_Given data_
=====

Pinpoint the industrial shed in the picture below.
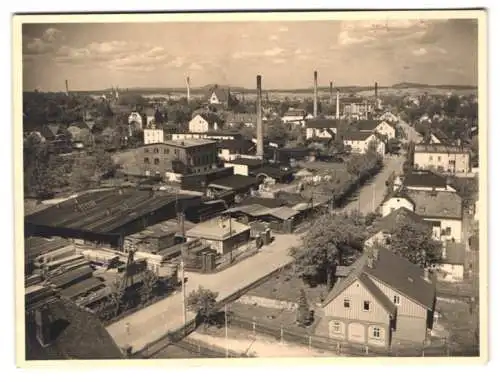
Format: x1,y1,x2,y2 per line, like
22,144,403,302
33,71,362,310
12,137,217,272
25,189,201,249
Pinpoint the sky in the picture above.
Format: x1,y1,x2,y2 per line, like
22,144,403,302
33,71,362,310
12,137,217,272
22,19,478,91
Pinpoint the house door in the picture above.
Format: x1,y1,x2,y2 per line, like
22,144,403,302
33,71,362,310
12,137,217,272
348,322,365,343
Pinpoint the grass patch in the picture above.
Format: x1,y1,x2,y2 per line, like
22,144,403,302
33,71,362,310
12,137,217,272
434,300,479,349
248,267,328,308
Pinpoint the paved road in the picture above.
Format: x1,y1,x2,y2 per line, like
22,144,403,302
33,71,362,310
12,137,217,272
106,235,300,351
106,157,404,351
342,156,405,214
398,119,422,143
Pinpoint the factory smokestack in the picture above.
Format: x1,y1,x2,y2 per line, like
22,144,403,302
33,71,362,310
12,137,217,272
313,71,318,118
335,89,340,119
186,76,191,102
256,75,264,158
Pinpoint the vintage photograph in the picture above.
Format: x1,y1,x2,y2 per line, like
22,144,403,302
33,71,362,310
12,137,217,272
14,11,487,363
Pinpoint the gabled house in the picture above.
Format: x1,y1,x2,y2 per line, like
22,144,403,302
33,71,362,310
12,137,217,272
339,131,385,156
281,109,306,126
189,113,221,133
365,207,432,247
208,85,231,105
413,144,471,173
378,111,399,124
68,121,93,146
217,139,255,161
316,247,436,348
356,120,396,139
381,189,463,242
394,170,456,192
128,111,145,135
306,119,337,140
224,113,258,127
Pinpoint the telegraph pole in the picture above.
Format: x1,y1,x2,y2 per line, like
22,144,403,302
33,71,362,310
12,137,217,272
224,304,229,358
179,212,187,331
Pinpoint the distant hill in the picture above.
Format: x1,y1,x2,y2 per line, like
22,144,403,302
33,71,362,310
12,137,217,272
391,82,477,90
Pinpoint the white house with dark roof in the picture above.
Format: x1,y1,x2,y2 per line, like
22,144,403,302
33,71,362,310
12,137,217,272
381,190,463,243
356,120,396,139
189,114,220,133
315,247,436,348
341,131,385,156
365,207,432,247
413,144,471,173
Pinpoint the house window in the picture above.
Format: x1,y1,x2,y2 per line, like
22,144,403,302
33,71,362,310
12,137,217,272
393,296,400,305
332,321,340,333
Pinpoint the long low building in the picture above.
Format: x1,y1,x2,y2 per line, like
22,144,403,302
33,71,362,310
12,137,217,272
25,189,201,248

=====

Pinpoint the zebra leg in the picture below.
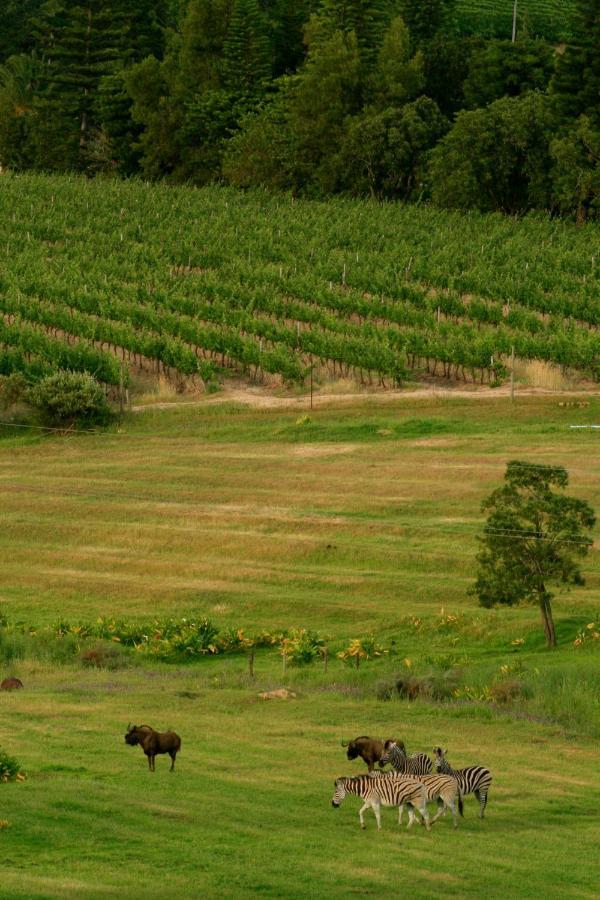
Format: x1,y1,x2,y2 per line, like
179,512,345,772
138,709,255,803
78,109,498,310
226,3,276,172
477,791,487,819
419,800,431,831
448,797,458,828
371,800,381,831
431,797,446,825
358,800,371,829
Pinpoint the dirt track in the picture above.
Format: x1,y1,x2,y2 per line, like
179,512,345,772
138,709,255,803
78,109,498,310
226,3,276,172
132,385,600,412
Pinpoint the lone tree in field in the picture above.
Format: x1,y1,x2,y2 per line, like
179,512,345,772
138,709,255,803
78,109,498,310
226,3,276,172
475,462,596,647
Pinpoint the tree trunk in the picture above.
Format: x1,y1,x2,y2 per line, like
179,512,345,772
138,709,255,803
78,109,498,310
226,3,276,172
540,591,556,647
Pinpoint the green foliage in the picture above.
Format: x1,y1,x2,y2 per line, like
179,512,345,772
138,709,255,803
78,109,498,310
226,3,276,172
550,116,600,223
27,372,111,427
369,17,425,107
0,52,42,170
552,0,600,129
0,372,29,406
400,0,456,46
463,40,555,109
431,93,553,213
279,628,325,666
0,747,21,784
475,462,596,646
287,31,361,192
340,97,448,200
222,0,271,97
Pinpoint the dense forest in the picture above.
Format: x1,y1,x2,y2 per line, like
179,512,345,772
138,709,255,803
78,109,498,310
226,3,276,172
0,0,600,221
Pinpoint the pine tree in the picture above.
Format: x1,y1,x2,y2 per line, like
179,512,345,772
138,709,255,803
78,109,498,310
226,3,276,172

=====

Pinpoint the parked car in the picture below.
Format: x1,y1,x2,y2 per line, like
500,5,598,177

=====

Please put the part of the rows above that opens with the line containing "Pinpoint the white" and closes with the line containing "25,189,201,248" into a Markdown table with the columns Number and Line, numbering each line in order and leaving out blank lines.

| Number | Line |
|---|---|
| 1 | Pinpoint the white house with dark roof in the picture above. |
| 2 | Format: x1,y1,x2,y2 per line, like |
| 3 | 22,144,403,302 |
| 4 | 33,71,362,310 |
| 5 | 12,137,217,272 |
| 6 | 381,190,463,243 |
| 7 | 356,120,396,139 |
| 8 | 189,114,220,133 |
| 9 | 315,247,436,348 |
| 10 | 341,131,385,156 |
| 11 | 365,207,432,247 |
| 12 | 413,144,471,173 |
| 13 | Pinpoint the house window in the picture above. |
| 14 | Format: x1,y1,x2,y2 per line, like |
| 15 | 22,144,403,302 |
| 16 | 33,71,362,310 |
| 17 | 12,137,217,272 |
| 18 | 393,296,400,305 |
| 19 | 332,321,340,333 |
| 20 | Pinpoint the long low building in the picture above. |
| 21 | Format: x1,y1,x2,y2 per line, like |
| 22 | 22,144,403,302 |
| 23 | 33,71,362,310 |
| 24 | 12,137,217,272 |
| 25 | 25,189,201,248 |